WORK TO BE COMPLETED =>
Pick up the film review below from where it stops, continuing its discussion in the same voice.

## Start TEXT SEGMENT

The bitterest flavor of disappointment may be the large-scale squandering of a movie about professional magicians, but nearly as piercing is its non-use of the sterling cast at hand. Though they all participate with expected gusto, best of all Jesse Eisenberg, whose exceptionally cultivated, lip-smacking hubris is for once not contrasted by equal amounts of deprecating inadequacy written in to the character (the only other film to date to bother justifying his petulant arrogance has been The Social Network, so, good company), and who indeed seems like inspired casting for the cocksure showmanship that would best serve an actual magician, nobody comes out with a memorable performance. There just isn’t enough material for that. Morgan Freeman has the best shot at it by playing a bad guy of sorts, which is rare territory for him (I’m fine striking both Hard Rain and Dreamcatcher from the record), but his villainy is underwritten, so that arc concludes unsatisfyingly without any opportunity to see the actor shift gears. Ruffalo spends most of the movie being made a fool of as everyone outwits him, and his eventual trajectory is even less convincing and more rushed than Freeman’s. Laurent mostly just plays Ruffalo’s happier foil. Woody Harrelson is supposed to be rakishly charming according to the paltry handful of lines he’s given throughout the entire movie, but again, like everything else, this attribute feels like a substitute for a real character that the movie forgot to fill out later. Everyone else – Isla Fisher, Dave Franco, Michael Caine, Common, Elias Koteas who like Keenan Wynn in The Goonies has the curious dishonor of not even appearing in the movie, just his face used in a newspaper clipping (deleted scenes?) – hasn’t a single describable dimension. You can barely even count what they did as acting. Sorry, everybody. Stuffing a project with stars just for fun can be great (the recent fourth season of Arrested Development largely pulls this off, as it always did before), but I think that works better as a bonus than a selling point.

## End TEXT SEGMENT
## Start EXTRACTED ENTRIES

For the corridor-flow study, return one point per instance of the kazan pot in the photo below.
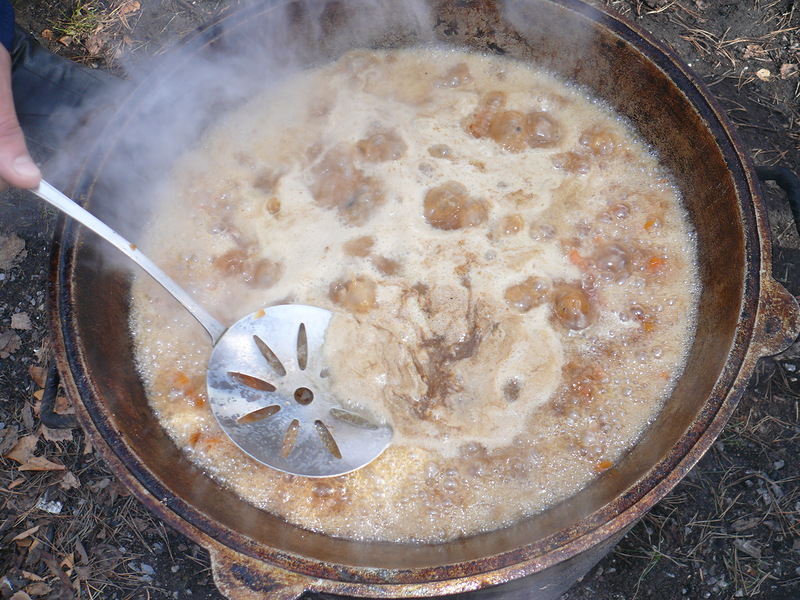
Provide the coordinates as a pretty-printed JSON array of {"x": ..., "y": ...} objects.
[{"x": 743, "y": 315}]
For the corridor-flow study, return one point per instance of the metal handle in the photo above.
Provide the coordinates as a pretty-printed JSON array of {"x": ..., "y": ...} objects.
[{"x": 50, "y": 194}]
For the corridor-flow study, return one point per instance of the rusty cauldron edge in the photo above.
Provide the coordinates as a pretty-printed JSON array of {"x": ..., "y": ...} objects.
[{"x": 767, "y": 324}]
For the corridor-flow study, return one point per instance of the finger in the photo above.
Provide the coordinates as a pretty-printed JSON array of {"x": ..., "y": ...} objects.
[{"x": 16, "y": 165}]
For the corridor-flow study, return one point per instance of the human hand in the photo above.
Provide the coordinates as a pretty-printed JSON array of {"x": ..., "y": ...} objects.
[{"x": 16, "y": 165}]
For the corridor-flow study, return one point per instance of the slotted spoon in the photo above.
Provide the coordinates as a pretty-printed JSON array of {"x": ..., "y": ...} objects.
[{"x": 266, "y": 381}]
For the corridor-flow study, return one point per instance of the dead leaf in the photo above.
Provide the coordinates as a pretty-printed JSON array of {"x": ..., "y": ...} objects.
[
  {"x": 81, "y": 552},
  {"x": 55, "y": 435},
  {"x": 753, "y": 50},
  {"x": 12, "y": 251},
  {"x": 38, "y": 588},
  {"x": 10, "y": 342},
  {"x": 69, "y": 481},
  {"x": 789, "y": 70},
  {"x": 748, "y": 547},
  {"x": 21, "y": 321},
  {"x": 23, "y": 453},
  {"x": 25, "y": 534},
  {"x": 63, "y": 406},
  {"x": 38, "y": 374},
  {"x": 129, "y": 8},
  {"x": 67, "y": 563},
  {"x": 97, "y": 44}
]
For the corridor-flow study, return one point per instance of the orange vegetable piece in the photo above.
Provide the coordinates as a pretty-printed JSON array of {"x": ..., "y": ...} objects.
[
  {"x": 603, "y": 465},
  {"x": 656, "y": 264},
  {"x": 576, "y": 259}
]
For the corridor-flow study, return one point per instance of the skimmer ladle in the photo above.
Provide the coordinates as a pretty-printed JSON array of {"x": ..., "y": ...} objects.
[{"x": 266, "y": 382}]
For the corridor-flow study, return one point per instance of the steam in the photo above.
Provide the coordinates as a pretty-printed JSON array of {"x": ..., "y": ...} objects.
[{"x": 133, "y": 131}]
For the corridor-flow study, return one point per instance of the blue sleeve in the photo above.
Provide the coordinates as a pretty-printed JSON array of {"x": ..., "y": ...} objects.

## End EXTRACTED ENTRIES

ANSWER TO THE PROBLEM =>
Morgan Freeman does look pretty dapper, though

Morgan Freeman does look pretty dapper, though

I’ll credit the movie for a bit of its settings – it’s welcoming to see some full-on shots of downtown New Orleans – but I really can’t come up with any other reason to bother watching it.  The cast is neither flattered nor challenged, the tricks cut corners half the time (one involving a decoy car begs the question, wouldn’t they have noticed a 2nd identical car suddenly appearing in front of them?), the ostensible, inherently appealing protagonists are in fact nothing but MacGuffins, the cinematography swoops around so restlessly that you might think Louis Leterrier is auditioning to be Gaspar Noe’s 2nd unit director (still a step up from Luc Besson acolyte), and the twist is a maddening, nonsenical cheat that doesn’t misdirect you like a talented magician but rather lies to your face like a, well, a cheater. I know that the following metaphor is a potshot, but let’s say that using it anyway is in homage to the movie’s own lazy work ethic: Now You See Me aims to be a magic trick of a movie, to bluff you with jazz hands into buying and cheering on its cool attitude, underdog spirit, and cunning shell-game narrative despite being totally empty-handed. But these magicians could use more lessons. And a whole new act.